STUDY TEXT »
———

The next day, Heather called me at work. The words I heard: "It's a tumor. Come home." Chills still run through my blood as I remember those words. Our doctor was so supportive! She called Heather, gave Heather her personal phone numbers, and told Heather to have me call her. I did. The news did not change.

Friday, April 18 we are sitting in a neurosurgeon's office (Dr. Long). We see the MRI and we see the tumor. We also see another tumor in her brain stem! We again hear the words "brain tumor" and now the word "cancer." We hear the word "surgery." It is a lot to take in.

The following week brought many more MRIs and the first of two surgeries. Thursday, April 24 was Heather's first. Our neurosurgeon felt fairly good about the results. The next morning's MRI supported his results, and he seemed upbeat.

Recuperation from this surgery is surprisingly quick. Heather was released on Sunday, April 27 to come back to our house. She obviously had to take life slowly and could not lift or bend over. Work was put on hold for 4 weeks and then only 1/2 days.

But on Tuesday, May 12, we again heard the words "surgery" and "cancer." We knew the pathology report had come back with "diffuse astrocytoma." We spent many hours researching and learning about that particular type of brain cancer. We knew Heather was "lucky" that diffuse astrocytomas are "only" Stage II, but we also learned that diffuse astrocytomas are slow growing but almost always develop into a more aggressive form. Dr. Long felt he needed to perform surgery again. He said that since she tolerated the first one so well with few problems, he could be more aggressive and retract more of the tumor. Her second surgery was scheduled for June 12.

June 12 was almost identical to April 24. The results were certainly more positive because more of the tumor had been retracted. Heather again tolerated the surgery well - maybe a little more problems with her left side, but still OK. After PT and time, she still favors her left side a little. Sometimes she seems to forget to use her left hand. But again, no big problems!

———

Stored records:
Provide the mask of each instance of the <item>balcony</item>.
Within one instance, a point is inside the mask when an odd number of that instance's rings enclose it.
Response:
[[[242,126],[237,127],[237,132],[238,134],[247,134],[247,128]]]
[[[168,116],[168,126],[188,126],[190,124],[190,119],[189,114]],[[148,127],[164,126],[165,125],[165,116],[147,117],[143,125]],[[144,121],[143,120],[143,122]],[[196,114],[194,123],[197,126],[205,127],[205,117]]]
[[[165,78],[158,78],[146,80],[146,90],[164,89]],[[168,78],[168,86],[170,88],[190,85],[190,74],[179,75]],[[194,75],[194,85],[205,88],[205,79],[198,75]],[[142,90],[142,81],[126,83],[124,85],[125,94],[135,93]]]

———

TASK LIST »
1. From the account of Heather's brain tumor, extract the stretch from "The following week" through "he seemed upbeat.".
2. In the account of Heather's brain tumor, what diagnosis did the pathology report return?
3. Write what follows the final sentence of the account of Heather's brain tumor.

RESULTS OF THE TASKS »
1.
The following week brought many more MRIs and the first of two surgeries. Thursday, April 24 was Heather's first. Our neurosurgeon felt fairly good about the results. The next morning's MRI supported his results, and he seemed upbeat.

2. Diffuse astrocytoma.

3.
The the follow-up appointment left us a little unsettled. Basically, Heather was told that she will have MRIs every 3 months to see what happens. If the cancer starts to become more aggressive, it would be caught early and then more aggressive treatment would take place. Heather's cancer has intertwined with her good brain cells; therefore, removing the cancer is impossible. As for the inoperable tumor? There is nothing we can do but wait and see. She has her next MRI and neurosurgeon appointment on September 15. Although I respect our neurosurgeon and believe he is a "doctor's doctor," I have always felt a second opinion is always a good choice. We are lucky to have a friend who is a neurosurgeon on the west coast to help us with questions and answers. He even visited with Dr. Long and feels Heather is in good hands. But getting that second opinion just kept calling me!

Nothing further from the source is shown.